→ Text provided
Why does he hate the colour green?


----------



## Bipolar Bear (Jun 6, 2012)

KigRatel said:


> Why does he hate the colour green?



Only Hot Green or Lime Green. They hurt his eyes... =/


----------



## Kaamos (Jun 6, 2012)

Does he drink a lot of coke?


----------



## Bipolar Bear (Jun 6, 2012)

Kaamos said:


> Does he drink a lot of coke?



He'll have the occasional bottle of Vanilla Coke every now and then. =)


----------



## KigRatel (Jun 6, 2012)

So how does he respond to people who resist his 'smooth talk'?


----------



## Bipolar Bear (Jun 6, 2012)

KigRatel said:


> So how does he respond to people who resist his 'smooth talk'?



He'll just say 'Alright. Have a good one!' and walk off. As I said, he's very hard to upset.


----------



## TreacleFox (Jun 11, 2012)

Very nice bio, good job on having a normal name for your 'sona unlike most. :V
I like your use of that metaphor. x3


----------



## Bipolar Bear (Jun 20, 2012)

TreacleFox said:


> Very nice bio, good job on having a normal name for your 'sona unlike most. :V
> I like your use of that metaphor. x3



Thanks, Trecie! I gave him the name 'Ethan' because it was the name that I was originally going to be called. =)


----------



## Aldino (Jun 20, 2012)

Does he drink Ocarina of Lime?


----------



## Bipolar Bear (Jun 20, 2012)

Aldino said:


> Does he drink Ocarina of Lime?



He's partial to the occasional glass every now and then. l=)


----------



## Aldino (Jun 20, 2012)

Does he share with Americans even if they are only humans?


----------



## Bipolar Bear (Jun 20, 2012)

Aldino said:


> Does he share with Americans even if they are only humans?



He respects everyone, regardless of country or race. So yes. He definitely would.


----------



## Aldino (Jun 21, 2012)

How quaint, a human and a talking, drinking Polar bear getting along. I'm certain I've read that in a book somewhere.


----------



## Arik~Vulpes (Jun 21, 2012)

Quiet and replies with short answers. Sounds like me. Also, cool birthmark.


----------

Coordinate annotation rows
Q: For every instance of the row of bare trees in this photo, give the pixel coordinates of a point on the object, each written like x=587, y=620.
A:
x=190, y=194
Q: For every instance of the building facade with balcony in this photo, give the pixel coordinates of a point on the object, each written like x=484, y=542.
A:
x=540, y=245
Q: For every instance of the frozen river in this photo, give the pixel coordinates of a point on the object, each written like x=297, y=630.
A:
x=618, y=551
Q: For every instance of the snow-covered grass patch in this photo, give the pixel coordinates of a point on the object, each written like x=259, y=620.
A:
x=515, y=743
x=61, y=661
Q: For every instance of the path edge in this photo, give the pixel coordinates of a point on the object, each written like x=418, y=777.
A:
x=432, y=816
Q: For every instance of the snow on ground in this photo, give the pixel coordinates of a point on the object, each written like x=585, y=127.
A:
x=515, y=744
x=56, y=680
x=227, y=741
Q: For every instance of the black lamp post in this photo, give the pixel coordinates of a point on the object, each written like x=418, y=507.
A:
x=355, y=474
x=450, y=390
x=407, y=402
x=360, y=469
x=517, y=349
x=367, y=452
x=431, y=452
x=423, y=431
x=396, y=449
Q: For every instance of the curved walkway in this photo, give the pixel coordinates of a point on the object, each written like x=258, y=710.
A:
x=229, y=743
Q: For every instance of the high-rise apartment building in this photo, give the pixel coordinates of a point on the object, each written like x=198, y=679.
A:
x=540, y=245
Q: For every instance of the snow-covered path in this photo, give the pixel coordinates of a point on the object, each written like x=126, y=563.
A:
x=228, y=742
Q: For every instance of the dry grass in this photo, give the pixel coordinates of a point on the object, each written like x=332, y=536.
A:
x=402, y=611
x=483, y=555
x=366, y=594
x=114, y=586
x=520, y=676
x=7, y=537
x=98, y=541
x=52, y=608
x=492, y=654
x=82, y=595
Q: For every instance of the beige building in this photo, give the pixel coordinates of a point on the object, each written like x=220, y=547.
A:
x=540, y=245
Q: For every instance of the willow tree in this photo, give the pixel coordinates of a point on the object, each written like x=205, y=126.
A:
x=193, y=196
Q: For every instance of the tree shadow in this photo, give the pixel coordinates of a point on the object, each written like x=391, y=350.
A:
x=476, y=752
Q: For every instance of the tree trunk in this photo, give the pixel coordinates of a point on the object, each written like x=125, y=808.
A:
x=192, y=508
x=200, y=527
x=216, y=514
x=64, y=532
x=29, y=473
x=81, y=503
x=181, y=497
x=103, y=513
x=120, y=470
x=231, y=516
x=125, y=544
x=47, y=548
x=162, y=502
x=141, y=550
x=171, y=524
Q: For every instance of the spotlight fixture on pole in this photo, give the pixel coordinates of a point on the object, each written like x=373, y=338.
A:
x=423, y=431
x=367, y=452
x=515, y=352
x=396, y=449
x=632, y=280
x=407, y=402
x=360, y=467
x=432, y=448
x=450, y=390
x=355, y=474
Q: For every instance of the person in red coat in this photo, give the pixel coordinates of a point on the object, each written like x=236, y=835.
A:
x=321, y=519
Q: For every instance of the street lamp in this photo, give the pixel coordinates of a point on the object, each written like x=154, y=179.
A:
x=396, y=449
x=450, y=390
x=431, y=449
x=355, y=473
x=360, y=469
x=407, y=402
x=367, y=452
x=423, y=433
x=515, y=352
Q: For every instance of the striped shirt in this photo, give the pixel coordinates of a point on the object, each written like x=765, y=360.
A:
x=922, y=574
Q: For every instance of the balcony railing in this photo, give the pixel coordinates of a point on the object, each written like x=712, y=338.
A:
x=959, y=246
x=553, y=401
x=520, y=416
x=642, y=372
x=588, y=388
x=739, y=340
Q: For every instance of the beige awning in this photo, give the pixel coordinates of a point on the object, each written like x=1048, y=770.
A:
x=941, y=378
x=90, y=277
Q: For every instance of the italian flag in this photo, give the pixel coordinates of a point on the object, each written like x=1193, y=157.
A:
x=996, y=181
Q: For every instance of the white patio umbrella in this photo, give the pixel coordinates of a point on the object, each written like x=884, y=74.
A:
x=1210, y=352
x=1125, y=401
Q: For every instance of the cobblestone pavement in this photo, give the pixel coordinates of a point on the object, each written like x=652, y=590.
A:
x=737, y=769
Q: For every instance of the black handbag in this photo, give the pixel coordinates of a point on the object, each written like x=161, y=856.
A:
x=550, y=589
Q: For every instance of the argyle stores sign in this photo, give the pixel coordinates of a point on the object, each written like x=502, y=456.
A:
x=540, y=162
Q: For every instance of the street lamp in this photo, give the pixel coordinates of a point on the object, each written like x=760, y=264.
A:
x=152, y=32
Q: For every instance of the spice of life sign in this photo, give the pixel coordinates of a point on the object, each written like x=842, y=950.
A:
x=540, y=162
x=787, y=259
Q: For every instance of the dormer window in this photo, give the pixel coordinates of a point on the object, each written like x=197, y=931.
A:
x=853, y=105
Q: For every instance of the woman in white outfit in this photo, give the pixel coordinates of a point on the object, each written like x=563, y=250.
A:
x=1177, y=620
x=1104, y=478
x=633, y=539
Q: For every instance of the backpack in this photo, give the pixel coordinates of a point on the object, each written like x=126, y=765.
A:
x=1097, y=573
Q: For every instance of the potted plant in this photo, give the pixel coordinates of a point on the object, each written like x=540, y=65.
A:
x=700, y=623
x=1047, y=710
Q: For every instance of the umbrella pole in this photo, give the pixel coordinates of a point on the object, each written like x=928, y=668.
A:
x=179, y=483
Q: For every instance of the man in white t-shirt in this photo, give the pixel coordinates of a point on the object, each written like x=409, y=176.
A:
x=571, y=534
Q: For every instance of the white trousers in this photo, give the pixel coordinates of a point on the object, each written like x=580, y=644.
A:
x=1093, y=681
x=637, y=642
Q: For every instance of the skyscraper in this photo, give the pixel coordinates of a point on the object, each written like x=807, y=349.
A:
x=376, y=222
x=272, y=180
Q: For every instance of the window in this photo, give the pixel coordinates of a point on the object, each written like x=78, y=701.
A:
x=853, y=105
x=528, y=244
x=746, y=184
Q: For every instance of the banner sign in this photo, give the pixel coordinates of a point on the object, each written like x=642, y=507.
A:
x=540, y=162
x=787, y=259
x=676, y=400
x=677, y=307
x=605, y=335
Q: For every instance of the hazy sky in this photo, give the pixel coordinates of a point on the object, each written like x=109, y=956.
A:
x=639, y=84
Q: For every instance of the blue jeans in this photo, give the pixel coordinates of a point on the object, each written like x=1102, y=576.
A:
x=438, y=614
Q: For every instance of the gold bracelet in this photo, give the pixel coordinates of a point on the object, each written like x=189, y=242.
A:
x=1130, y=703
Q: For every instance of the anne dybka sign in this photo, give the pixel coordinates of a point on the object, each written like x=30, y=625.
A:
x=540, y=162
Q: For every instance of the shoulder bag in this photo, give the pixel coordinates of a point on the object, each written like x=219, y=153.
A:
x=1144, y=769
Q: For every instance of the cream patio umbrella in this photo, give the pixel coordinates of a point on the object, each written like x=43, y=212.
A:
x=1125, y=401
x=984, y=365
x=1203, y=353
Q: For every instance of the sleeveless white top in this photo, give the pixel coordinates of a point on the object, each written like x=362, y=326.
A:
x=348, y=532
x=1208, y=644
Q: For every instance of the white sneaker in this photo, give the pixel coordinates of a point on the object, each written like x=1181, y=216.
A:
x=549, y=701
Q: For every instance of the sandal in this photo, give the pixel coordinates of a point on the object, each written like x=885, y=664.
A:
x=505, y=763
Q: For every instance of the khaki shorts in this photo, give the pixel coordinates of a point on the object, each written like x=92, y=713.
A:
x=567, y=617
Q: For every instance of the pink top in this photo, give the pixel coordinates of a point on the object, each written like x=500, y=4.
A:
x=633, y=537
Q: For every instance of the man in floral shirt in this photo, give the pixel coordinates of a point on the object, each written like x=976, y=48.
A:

→ Work instructions
Please answer from the forum thread: which two shades of green does the character hate?

→ Expected output
Hot Green and Lime Green.